▶ _Text extract_:
OPF Co-founder/Administrator
I have been first very impressed when LR (Light Room) and ACR 4 came out, but I would like to introduce a discussion about the power and the + and - of 2 of their new tools that seems to be now really fashioned to a lot of us (in the mean time I've returned back to my preferred raw processor C1 V3.7)

1/ Clarity (this is a copy of a post I made earlier in a "sharpening thread")

Yes, Clarity "is a great and useful rendering tweak"
but as all tools it must be carefully used, and checked viewing at 100% in the raw processor, as it very easily produces halos when overused (as many contrasting and/or sharpening techniques)…

I do prefer to adjust midtone contrast and sharpening, after all WB/color/resize process just before converting to output space and switching from 16 to 8 bits…

2/ High Light recovery
It is a very nice and usefull tool, but I can see posted here in OPF a lot of pictures where this function has been overused, yes some highlights are back, but the overall tone of the image is flat and colors moreless washed-out. They look like bad HDR renderings…

I come to the conclusion, that it is always better to achieve a good shot, in camera than in post-processing, the "adjust to the right" law is still alive!

As usual, it seems that all the powertools can and do help photographers but must be used with a lot of caution, looking carefully what has change in the ALL image before pushing the "OK" button as we usually are focused on one little part of the image when looking for a local enhancement…
 

Michael Fontana

pro member
>that it is always better to achieve a good shot, in camera than in post-processing, ......<

Nicolas, there isn't a substitute, there isn't really a alternative to a good capture!
I only can place emphaisis on your point.

The older rule from ole analog days hasn't gone; sh*** gets in--> sh*** gets out...

▶ _Written task_: Print the part of the forum thread on Lightroom editing tools that begins at the words "I come to the" and stops after "is still alive!", word for word.

▶ _Data provided_:
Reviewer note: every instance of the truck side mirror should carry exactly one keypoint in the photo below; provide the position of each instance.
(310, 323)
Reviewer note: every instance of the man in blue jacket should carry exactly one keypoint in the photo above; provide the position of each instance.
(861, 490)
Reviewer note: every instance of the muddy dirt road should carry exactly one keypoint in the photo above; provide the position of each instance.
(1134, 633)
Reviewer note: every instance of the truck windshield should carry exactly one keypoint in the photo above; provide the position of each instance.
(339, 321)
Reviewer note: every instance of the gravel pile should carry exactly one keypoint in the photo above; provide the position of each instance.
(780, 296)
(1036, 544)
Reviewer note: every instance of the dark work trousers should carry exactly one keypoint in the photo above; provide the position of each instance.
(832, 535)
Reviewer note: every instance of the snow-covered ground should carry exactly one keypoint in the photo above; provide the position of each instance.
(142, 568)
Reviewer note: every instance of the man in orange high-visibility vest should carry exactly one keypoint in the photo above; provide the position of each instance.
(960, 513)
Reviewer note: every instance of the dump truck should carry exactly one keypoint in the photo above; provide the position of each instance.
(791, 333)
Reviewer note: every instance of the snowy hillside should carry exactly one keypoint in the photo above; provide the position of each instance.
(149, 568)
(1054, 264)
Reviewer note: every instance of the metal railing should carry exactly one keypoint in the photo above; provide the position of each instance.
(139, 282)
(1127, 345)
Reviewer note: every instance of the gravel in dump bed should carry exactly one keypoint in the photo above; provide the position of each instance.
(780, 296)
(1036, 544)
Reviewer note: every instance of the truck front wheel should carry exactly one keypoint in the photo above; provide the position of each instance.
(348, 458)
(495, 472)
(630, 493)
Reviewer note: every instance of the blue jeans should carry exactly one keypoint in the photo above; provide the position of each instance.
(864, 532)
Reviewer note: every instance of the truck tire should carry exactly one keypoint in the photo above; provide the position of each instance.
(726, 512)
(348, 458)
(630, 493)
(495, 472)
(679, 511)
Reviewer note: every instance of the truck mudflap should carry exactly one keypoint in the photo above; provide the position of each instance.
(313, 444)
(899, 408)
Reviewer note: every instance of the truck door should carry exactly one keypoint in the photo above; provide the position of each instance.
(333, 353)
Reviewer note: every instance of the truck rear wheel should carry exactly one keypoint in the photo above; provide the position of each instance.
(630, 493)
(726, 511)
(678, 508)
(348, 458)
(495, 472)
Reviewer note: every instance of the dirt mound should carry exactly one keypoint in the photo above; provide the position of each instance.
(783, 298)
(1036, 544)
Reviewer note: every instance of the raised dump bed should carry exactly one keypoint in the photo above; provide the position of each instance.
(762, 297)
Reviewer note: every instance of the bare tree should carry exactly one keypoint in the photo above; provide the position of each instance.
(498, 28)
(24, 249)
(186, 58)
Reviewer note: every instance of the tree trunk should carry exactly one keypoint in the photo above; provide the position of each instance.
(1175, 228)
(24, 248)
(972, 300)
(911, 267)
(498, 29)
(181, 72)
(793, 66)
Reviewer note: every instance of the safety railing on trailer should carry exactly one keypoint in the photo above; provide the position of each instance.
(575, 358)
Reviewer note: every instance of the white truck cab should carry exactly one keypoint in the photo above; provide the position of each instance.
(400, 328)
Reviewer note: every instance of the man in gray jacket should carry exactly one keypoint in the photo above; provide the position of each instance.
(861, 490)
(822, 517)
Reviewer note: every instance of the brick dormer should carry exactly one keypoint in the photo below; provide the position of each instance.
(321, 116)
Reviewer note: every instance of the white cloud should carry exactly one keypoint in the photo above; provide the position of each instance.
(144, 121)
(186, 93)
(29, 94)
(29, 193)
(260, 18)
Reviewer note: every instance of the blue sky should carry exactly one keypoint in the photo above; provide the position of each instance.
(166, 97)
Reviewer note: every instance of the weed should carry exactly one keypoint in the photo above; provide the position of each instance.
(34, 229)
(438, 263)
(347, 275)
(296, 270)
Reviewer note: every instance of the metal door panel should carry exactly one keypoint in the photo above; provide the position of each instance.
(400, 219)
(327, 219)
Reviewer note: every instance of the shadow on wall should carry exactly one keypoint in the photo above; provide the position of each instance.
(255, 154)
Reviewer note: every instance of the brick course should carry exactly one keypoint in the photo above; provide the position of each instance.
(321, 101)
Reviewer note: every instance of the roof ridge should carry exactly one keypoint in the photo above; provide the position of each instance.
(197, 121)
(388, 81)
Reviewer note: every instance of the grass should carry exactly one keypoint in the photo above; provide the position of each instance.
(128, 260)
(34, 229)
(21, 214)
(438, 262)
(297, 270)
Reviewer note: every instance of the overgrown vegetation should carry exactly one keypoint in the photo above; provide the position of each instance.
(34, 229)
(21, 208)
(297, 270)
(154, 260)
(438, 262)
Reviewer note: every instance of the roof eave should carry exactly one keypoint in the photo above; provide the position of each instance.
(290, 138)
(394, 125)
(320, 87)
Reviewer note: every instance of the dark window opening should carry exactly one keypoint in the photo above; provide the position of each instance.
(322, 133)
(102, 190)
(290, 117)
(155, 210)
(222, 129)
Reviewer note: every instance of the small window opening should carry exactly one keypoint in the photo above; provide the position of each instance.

...

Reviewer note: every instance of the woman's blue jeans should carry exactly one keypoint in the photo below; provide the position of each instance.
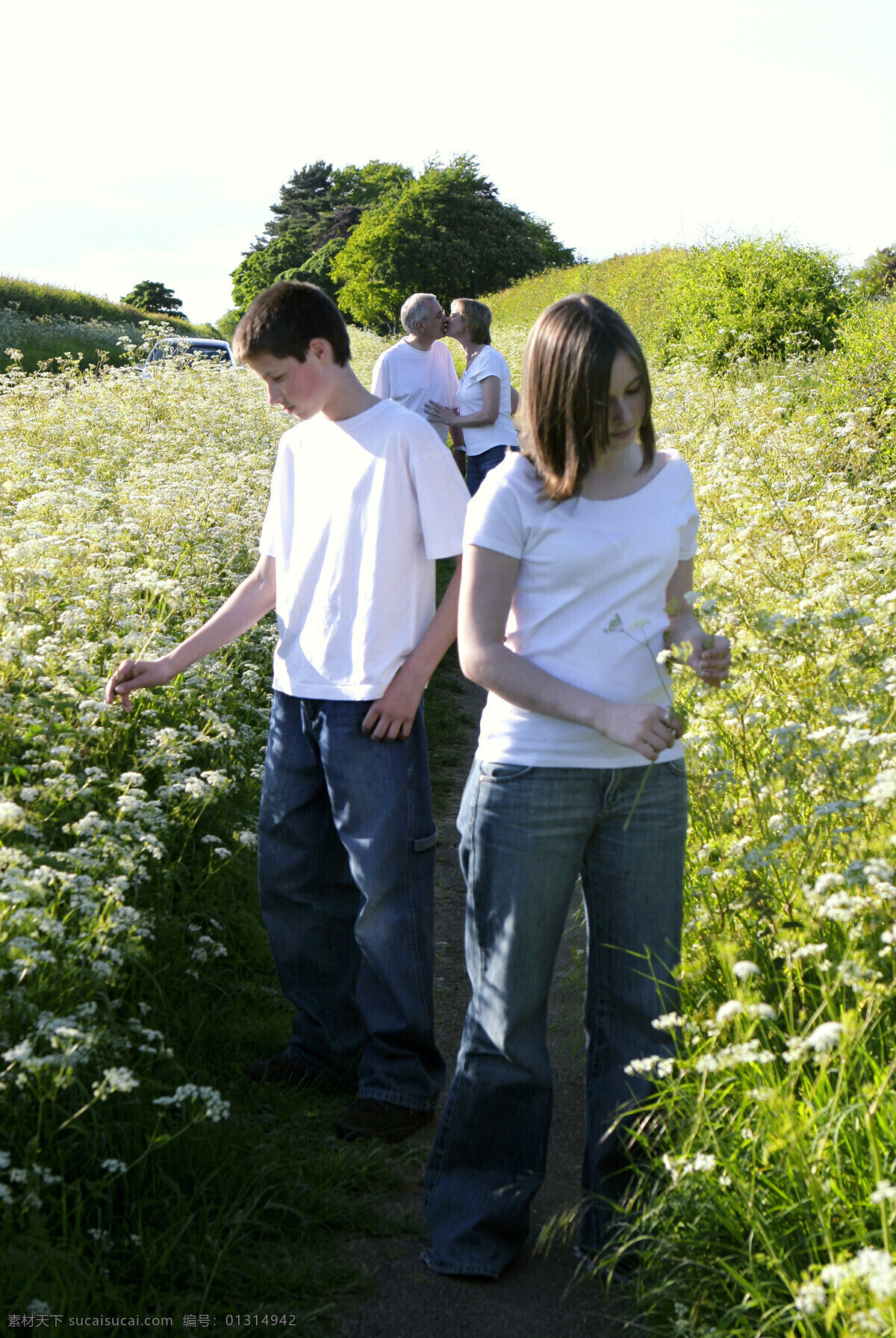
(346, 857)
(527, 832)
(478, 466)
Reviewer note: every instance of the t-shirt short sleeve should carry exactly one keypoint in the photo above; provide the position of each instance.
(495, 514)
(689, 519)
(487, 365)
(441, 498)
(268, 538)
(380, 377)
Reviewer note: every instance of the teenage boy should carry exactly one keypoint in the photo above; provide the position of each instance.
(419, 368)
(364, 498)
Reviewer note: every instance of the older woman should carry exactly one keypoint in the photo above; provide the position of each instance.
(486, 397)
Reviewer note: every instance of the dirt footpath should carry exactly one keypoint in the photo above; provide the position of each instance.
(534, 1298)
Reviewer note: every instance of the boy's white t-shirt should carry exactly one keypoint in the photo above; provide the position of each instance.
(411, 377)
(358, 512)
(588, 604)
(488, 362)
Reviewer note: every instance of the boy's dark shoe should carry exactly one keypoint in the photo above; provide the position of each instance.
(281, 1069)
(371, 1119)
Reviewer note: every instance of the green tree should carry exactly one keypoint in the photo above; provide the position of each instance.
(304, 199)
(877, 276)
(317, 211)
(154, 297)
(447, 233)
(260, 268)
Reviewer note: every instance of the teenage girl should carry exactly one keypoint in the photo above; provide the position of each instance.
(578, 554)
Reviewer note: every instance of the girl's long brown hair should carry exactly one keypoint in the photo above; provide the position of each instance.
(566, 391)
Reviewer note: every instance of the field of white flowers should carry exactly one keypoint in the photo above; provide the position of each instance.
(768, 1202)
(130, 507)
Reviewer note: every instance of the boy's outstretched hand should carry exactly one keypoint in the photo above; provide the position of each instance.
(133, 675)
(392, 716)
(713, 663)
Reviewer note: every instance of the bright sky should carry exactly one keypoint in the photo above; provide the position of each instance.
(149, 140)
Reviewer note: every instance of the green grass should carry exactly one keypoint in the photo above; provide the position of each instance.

▶ _Finished answer_:
I come to the conclusion, that it is always better to achieve a good shot, in camera than in post-processing, the "adjust to the right" law is still alive!